Prompt: Look through the data below for the string "house", and copy every line where it turns up.

========================================================================

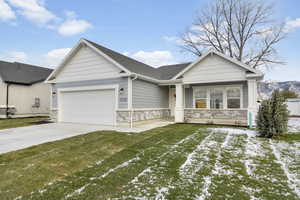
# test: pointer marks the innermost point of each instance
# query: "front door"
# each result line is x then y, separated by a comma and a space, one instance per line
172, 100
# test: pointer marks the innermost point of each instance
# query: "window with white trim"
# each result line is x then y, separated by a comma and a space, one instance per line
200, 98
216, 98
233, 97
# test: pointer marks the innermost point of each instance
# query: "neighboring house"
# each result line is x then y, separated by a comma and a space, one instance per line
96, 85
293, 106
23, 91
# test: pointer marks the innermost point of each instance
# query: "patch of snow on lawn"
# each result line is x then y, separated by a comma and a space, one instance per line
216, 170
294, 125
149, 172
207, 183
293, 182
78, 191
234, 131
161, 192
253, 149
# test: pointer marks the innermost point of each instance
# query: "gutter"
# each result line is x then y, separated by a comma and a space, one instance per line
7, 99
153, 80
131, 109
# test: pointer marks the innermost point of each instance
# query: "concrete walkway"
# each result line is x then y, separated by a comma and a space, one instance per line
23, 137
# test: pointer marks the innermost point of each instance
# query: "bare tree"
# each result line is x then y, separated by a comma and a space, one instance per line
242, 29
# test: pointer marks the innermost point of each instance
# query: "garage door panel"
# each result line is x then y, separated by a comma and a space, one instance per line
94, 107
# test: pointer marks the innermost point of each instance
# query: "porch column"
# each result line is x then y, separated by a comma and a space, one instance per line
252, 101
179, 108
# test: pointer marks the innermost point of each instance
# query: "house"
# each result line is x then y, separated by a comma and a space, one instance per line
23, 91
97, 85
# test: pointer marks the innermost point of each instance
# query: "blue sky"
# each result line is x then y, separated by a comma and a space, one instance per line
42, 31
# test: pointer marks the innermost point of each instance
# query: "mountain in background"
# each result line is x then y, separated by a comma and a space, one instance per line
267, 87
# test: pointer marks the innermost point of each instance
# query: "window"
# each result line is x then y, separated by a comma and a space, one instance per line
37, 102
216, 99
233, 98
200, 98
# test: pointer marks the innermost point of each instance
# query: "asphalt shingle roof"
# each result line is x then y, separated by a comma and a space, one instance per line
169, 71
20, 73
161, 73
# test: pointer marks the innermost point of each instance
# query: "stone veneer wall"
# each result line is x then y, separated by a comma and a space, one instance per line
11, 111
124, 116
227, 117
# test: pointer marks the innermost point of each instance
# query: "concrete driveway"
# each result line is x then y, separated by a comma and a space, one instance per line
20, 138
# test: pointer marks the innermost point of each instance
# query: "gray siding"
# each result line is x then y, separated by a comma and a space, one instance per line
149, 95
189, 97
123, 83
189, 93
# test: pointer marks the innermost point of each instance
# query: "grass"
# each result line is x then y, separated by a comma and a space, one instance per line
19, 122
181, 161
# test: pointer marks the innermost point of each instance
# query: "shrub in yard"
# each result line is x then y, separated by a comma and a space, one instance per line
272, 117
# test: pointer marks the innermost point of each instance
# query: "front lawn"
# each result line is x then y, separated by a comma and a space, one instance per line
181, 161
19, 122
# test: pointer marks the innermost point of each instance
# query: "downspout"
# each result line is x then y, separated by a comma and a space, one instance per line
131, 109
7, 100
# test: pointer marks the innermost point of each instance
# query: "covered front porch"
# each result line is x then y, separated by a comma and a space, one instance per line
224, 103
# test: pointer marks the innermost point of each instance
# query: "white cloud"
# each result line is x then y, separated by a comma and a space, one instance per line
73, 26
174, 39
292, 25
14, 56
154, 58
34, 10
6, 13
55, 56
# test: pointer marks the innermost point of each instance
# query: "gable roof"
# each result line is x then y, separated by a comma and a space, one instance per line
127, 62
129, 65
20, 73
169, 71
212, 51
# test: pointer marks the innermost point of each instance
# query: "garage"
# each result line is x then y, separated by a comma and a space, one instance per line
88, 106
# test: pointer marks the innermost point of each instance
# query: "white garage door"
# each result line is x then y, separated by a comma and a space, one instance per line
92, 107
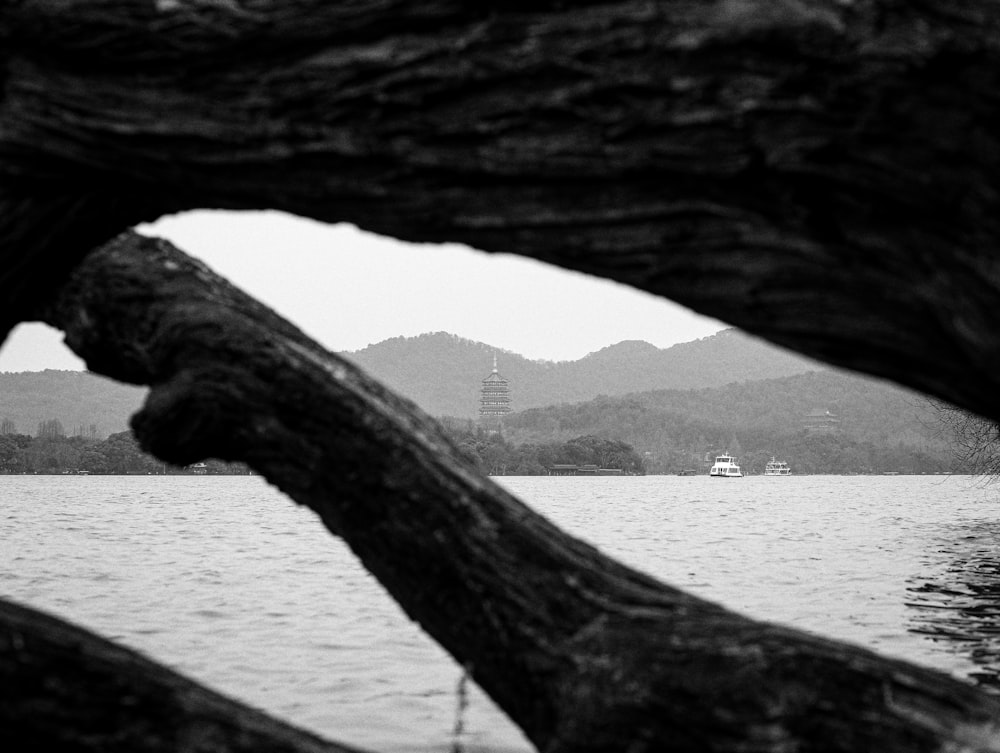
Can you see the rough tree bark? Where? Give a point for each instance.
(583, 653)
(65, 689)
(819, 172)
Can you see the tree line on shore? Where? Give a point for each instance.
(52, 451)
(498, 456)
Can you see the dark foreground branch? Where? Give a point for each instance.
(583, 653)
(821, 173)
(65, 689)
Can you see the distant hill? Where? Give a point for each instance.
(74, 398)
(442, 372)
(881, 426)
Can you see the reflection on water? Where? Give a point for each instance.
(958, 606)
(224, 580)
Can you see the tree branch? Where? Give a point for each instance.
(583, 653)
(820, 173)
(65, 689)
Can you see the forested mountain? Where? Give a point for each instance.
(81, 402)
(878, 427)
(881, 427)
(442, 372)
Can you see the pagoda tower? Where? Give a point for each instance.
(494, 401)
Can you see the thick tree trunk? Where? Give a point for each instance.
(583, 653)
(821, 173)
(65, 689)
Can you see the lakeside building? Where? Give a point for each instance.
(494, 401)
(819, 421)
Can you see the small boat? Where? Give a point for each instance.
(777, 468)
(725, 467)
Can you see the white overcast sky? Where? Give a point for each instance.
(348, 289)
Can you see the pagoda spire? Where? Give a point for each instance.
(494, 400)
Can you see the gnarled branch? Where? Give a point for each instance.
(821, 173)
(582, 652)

========================================================================

Reply to the task:
# query: "neighboring house"
# query: "house"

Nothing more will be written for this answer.